Requirement: For each line below, check for "edges"; give only the total of lines where it occurs.
——————————
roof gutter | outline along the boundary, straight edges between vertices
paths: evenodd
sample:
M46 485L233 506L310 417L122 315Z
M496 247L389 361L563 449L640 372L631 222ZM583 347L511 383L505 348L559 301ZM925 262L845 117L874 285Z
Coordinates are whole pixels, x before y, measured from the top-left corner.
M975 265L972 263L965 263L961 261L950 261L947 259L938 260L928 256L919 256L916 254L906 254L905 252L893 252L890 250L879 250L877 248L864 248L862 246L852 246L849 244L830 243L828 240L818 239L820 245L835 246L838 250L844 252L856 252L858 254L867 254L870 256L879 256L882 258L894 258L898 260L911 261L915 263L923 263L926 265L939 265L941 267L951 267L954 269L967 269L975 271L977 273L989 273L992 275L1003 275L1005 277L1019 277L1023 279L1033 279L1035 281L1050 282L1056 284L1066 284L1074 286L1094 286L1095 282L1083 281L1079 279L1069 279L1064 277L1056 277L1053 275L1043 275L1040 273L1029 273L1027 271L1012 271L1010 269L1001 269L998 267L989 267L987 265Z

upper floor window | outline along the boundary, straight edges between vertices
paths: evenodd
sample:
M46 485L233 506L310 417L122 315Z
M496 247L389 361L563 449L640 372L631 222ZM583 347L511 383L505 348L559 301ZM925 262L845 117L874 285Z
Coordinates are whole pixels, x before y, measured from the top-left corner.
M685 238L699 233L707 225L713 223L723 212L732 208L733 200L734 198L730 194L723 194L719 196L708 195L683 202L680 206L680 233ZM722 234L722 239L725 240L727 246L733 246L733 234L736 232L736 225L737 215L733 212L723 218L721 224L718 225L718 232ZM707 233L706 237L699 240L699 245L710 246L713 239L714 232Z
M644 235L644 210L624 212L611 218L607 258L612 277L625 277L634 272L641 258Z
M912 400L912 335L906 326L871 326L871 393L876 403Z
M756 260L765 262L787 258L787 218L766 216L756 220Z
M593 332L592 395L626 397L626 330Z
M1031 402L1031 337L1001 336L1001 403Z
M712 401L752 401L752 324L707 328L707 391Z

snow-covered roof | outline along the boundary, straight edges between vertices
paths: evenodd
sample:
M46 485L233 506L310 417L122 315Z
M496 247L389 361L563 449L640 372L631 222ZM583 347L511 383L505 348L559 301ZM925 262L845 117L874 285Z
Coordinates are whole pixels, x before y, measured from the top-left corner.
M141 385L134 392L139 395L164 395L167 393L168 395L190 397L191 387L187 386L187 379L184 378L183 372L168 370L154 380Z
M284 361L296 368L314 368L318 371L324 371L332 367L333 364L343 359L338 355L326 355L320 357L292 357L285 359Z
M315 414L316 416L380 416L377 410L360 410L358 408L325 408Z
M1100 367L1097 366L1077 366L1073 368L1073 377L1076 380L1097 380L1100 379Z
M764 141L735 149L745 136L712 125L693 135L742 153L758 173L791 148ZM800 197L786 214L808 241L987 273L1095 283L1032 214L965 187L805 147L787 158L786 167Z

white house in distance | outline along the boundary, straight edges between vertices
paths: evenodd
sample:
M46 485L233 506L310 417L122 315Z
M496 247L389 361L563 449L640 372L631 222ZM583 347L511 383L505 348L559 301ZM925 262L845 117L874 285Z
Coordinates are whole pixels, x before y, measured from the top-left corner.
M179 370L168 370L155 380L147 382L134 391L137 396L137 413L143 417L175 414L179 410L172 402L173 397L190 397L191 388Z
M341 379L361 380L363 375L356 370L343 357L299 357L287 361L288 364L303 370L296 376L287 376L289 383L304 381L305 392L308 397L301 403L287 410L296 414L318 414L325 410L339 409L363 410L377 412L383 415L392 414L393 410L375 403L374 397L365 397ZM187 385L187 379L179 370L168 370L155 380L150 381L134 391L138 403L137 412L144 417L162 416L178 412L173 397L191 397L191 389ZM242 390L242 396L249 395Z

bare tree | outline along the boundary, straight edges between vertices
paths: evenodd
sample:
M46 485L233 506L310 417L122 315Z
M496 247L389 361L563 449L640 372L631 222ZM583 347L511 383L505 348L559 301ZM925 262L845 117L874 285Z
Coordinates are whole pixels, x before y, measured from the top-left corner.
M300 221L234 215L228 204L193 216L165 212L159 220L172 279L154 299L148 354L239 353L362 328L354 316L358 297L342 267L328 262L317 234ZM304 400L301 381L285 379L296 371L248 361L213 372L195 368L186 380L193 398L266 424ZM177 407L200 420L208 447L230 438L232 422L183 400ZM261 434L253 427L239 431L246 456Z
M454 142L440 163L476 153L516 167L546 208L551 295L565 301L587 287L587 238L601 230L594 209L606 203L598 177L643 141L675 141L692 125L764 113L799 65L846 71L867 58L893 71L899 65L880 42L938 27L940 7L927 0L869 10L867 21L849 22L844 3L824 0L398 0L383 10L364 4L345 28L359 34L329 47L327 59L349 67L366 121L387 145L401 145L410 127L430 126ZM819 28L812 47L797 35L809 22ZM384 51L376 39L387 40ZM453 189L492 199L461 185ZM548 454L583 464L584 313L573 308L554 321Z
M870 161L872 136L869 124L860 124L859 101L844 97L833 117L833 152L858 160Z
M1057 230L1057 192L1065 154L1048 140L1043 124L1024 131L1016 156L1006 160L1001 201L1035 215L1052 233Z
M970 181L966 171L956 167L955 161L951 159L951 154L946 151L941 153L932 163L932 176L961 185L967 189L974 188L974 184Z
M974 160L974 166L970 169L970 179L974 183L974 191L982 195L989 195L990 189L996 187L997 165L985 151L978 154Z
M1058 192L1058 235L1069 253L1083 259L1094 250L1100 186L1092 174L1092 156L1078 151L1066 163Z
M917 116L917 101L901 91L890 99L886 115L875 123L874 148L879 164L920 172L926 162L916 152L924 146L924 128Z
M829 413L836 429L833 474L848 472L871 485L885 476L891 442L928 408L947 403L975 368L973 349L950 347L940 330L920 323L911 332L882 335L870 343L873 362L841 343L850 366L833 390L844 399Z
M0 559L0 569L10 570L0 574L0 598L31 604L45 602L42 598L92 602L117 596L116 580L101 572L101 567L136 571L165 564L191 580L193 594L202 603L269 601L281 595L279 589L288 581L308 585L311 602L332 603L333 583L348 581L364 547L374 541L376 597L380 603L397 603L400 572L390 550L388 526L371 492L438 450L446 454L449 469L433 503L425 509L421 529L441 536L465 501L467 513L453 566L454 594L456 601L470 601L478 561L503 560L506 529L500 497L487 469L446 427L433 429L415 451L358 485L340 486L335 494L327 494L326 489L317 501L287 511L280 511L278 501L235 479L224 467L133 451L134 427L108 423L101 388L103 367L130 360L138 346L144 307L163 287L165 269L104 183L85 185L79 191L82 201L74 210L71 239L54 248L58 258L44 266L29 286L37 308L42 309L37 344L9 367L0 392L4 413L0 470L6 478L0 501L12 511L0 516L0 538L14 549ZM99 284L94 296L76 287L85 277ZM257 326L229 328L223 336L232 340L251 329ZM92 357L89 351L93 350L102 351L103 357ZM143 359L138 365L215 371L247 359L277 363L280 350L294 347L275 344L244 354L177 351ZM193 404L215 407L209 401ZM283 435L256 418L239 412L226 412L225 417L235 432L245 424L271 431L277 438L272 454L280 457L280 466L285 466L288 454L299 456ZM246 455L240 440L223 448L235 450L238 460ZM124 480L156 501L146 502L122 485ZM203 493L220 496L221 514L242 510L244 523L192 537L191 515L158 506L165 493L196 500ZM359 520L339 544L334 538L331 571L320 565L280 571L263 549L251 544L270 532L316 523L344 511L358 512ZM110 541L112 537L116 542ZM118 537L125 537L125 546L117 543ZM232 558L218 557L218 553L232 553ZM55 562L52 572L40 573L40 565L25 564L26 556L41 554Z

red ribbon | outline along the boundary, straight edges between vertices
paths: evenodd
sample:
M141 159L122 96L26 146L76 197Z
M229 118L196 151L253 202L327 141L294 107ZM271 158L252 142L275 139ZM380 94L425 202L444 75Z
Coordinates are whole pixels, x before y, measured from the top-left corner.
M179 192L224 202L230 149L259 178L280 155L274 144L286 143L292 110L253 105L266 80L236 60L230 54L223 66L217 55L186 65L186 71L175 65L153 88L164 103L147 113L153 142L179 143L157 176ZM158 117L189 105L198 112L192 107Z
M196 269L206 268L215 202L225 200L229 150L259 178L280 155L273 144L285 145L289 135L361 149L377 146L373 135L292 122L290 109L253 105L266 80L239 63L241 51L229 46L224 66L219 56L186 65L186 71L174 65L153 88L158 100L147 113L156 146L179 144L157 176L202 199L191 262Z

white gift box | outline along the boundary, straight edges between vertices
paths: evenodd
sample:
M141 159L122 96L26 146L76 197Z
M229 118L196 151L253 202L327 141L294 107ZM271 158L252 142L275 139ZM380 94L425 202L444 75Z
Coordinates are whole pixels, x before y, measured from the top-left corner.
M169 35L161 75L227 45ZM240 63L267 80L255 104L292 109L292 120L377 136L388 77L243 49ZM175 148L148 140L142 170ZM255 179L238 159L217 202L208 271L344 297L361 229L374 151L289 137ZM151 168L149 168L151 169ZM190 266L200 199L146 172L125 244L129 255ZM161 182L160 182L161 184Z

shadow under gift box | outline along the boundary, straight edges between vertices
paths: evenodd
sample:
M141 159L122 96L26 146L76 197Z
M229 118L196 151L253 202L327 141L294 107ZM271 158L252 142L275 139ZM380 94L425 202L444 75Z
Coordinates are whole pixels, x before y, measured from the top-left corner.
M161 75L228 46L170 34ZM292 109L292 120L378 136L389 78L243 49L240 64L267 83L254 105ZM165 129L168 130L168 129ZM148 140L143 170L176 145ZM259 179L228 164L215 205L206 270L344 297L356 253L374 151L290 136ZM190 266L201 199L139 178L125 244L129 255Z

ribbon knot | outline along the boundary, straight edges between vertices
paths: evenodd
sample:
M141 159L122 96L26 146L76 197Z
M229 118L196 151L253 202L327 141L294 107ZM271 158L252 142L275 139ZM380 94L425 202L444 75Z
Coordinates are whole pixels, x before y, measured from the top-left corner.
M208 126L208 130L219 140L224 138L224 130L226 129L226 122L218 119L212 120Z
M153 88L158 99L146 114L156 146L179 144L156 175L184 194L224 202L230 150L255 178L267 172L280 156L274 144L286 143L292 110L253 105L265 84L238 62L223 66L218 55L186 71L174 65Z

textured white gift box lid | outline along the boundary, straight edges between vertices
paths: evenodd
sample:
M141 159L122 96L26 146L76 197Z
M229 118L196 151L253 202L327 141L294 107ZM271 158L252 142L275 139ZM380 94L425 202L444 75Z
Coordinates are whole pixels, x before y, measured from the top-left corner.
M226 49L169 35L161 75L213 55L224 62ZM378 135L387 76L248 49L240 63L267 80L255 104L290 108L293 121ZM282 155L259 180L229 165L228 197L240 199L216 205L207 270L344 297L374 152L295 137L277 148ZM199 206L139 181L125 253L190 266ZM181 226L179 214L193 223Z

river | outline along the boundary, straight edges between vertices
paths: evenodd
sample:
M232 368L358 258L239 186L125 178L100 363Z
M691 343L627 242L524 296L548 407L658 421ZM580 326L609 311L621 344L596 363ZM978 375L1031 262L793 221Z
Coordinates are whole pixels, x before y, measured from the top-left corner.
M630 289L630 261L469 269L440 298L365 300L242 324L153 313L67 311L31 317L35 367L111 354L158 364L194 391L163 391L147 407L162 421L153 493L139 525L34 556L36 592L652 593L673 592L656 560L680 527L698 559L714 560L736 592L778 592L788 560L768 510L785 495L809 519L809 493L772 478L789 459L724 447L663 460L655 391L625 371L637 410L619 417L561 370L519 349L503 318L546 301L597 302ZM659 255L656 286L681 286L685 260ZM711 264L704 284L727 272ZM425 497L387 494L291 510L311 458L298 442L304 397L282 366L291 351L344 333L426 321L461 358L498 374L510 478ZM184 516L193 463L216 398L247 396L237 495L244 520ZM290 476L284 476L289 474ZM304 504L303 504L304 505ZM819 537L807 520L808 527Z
——————————
Output below: 11